§ **Input**
▼▼▼

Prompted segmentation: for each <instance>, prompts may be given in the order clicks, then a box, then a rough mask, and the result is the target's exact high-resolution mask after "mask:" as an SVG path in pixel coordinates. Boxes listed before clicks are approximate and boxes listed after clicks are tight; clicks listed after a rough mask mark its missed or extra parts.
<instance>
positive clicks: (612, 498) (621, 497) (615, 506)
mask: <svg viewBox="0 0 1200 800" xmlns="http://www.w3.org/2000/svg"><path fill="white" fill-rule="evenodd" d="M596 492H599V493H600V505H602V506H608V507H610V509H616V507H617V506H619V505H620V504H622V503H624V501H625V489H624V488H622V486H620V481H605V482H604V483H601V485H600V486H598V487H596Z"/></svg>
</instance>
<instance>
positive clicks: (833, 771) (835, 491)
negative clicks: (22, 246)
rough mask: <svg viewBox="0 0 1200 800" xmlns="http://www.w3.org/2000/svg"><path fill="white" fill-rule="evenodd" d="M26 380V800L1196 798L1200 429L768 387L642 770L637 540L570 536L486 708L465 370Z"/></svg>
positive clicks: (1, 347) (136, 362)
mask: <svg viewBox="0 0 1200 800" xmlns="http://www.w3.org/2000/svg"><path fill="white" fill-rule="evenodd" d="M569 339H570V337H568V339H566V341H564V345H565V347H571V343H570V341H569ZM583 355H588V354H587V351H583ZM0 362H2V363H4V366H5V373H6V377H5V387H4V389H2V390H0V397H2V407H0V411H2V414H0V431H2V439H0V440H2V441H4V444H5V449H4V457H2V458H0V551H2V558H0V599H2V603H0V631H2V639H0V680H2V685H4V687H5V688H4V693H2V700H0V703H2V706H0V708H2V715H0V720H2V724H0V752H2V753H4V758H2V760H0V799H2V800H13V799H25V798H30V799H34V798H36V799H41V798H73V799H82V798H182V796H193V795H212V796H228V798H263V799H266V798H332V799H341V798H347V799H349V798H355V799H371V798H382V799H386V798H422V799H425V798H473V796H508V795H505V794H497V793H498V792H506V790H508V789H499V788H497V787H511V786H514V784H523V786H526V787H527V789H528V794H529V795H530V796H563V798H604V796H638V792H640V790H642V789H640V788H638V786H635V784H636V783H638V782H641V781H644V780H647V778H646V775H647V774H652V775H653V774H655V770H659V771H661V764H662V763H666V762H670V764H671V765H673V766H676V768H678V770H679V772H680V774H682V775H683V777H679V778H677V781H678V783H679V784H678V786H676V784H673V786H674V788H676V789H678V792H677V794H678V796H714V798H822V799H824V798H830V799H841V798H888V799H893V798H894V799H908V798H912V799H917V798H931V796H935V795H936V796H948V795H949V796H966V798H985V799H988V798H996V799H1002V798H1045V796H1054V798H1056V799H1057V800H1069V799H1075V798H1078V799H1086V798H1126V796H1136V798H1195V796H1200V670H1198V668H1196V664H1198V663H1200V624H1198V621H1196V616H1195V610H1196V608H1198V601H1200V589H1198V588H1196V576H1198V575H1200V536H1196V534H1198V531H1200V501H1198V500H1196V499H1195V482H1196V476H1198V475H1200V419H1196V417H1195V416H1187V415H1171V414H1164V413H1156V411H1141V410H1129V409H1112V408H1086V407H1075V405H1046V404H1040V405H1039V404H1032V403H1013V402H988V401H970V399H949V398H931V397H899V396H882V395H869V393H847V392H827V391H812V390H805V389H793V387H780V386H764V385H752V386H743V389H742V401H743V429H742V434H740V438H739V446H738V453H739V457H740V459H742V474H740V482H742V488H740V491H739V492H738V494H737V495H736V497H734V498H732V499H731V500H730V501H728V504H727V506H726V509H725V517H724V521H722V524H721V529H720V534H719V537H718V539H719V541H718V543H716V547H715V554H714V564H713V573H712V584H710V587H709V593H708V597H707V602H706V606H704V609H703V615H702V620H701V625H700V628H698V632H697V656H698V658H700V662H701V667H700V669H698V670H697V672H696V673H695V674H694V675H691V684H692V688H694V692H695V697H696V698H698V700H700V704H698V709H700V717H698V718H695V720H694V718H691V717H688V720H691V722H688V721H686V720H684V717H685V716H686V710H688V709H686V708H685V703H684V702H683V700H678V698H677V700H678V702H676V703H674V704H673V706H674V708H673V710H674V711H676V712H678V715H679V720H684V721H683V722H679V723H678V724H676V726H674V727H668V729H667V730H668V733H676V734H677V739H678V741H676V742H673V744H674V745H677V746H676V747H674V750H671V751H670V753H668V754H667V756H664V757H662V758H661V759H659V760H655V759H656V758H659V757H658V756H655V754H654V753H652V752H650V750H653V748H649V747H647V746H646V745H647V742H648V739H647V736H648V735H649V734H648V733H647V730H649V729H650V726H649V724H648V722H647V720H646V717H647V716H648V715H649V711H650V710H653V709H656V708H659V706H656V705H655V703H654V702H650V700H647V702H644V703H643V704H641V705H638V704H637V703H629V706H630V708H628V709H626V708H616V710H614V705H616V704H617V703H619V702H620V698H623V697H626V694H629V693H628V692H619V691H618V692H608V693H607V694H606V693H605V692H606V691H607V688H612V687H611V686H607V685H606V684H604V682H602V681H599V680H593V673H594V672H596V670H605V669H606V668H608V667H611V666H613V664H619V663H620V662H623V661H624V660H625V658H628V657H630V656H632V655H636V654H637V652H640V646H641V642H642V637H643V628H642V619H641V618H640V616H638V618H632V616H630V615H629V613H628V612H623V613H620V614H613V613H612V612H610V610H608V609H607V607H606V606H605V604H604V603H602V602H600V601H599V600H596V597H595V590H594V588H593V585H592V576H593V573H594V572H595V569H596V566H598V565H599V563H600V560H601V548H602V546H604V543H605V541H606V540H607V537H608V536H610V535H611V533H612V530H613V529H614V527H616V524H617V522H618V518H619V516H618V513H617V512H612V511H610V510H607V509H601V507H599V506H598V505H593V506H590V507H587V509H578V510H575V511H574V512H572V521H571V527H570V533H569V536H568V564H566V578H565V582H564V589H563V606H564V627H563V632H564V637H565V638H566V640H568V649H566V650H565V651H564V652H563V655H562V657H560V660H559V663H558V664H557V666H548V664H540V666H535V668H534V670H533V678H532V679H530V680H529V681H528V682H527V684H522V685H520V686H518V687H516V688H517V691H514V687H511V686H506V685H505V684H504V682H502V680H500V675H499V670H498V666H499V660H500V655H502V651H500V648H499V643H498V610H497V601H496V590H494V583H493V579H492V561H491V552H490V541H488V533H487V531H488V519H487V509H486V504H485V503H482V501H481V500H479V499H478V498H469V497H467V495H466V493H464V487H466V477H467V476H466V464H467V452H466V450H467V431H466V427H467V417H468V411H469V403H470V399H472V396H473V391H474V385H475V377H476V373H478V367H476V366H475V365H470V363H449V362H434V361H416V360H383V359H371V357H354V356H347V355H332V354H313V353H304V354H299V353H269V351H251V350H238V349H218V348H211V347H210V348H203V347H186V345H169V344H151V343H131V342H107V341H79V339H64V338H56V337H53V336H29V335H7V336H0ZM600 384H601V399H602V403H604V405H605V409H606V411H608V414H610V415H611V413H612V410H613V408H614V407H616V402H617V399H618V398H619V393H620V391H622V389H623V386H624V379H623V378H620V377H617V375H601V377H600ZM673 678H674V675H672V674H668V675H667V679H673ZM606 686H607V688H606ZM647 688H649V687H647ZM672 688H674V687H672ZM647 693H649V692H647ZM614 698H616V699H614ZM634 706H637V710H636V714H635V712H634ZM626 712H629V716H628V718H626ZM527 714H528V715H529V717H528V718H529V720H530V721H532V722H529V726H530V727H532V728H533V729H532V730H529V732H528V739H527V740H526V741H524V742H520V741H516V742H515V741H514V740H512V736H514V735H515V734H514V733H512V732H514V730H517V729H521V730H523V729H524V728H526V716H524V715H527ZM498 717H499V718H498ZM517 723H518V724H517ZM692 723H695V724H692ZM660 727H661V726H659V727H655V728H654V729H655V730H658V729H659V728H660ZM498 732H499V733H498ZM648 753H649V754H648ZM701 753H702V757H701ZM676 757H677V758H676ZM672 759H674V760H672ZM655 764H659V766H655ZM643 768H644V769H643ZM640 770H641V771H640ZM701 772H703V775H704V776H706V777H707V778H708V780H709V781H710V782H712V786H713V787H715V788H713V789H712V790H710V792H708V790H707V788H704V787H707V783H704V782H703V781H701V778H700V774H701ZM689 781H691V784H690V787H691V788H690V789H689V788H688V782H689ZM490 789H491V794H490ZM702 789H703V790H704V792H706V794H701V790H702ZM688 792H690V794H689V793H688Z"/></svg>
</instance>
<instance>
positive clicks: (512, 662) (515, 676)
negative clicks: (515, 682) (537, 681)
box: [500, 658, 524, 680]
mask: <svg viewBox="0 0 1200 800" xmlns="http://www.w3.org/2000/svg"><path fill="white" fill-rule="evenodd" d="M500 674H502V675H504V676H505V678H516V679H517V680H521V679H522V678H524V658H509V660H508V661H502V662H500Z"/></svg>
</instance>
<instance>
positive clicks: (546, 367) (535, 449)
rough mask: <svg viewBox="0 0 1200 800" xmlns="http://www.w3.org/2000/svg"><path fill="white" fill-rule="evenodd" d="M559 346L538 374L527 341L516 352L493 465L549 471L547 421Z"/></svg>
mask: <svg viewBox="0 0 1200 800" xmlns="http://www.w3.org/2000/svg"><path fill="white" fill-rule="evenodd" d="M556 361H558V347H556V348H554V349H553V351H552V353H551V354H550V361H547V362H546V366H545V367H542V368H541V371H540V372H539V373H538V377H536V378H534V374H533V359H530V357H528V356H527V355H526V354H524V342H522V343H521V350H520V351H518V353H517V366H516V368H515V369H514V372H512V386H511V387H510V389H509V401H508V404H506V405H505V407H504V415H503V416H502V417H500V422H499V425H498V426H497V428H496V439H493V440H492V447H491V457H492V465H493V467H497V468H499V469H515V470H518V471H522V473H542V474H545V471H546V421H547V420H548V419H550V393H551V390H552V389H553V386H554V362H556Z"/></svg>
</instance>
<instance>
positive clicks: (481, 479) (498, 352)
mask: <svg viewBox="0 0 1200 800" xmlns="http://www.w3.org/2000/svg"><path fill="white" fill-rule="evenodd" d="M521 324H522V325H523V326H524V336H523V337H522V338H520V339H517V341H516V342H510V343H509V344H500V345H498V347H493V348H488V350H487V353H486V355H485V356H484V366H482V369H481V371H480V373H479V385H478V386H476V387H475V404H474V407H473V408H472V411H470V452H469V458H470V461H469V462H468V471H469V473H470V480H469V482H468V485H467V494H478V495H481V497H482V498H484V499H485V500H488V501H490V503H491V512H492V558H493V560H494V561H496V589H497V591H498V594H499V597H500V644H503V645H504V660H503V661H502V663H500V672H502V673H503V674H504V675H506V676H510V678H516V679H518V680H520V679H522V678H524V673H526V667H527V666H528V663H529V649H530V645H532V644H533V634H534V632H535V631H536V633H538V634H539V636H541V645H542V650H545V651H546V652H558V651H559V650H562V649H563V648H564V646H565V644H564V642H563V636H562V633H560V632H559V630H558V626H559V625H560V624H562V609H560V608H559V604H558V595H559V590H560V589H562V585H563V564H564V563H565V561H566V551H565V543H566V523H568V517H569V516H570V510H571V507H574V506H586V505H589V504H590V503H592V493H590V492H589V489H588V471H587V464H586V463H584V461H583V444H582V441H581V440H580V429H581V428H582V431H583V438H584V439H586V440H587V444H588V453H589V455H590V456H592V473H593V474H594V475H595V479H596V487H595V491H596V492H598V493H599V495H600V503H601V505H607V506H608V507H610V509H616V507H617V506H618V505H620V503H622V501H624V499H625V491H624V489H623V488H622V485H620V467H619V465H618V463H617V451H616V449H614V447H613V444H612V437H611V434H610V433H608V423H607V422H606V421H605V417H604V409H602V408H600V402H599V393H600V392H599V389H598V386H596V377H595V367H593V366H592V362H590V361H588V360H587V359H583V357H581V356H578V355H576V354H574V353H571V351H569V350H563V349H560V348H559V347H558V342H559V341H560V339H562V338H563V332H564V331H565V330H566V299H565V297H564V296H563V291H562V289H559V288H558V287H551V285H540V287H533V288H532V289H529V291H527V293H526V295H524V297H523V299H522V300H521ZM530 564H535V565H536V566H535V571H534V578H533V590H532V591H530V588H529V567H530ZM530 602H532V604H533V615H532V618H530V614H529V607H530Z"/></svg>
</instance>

▲▲▲

§ **Task description**
Copy out each line of the data that holds the string "negative".

§ **Written reply**
negative clicks: (22, 246)
negative clicks: (515, 682) (537, 681)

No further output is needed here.